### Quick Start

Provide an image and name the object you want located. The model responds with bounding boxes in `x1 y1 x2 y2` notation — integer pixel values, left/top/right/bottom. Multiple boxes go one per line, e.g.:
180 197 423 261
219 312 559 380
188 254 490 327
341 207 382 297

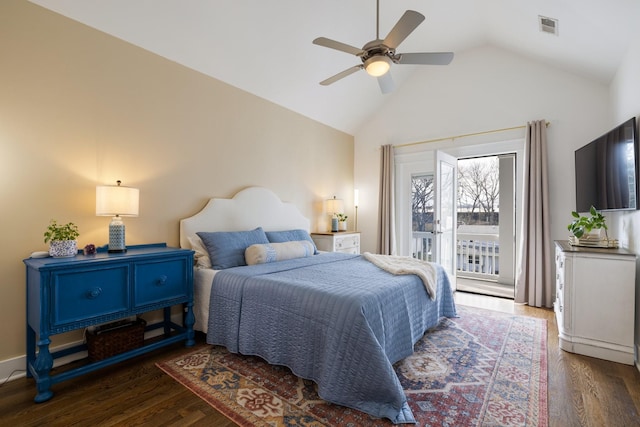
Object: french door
433 151 458 289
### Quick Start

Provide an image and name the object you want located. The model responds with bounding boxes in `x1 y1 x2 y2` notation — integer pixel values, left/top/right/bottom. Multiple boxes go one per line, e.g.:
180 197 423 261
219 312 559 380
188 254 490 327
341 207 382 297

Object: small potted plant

•••••

- **Directions for this task**:
Reproduce the entire listing above, replacing every occurrence of "bounding boxes" with "bounding rectangles" and leaving all other text unchanged. Omit the pictures from the output.

- **Reply**:
### Quick Start

Provide an image and name the object you want located. The model responds with bounding rectangles in `x1 y1 x2 y2` notation — integer pixel values, left/top/right/bottom. Multiple boxes go one per line, e.g.:
180 197 423 261
219 312 559 380
188 254 490 327
341 207 382 297

Object: french door
433 151 458 289
### Quick Start

Provide an image and name the object you want located. The model responds with bounding rectangles in `x1 y1 x2 y2` notation — integer pixel values, left/top/right/bottom. Multiple boxes go one per line, e.g.:
180 197 423 261
219 312 559 380
188 254 490 327
341 207 382 297

Object: small potted plant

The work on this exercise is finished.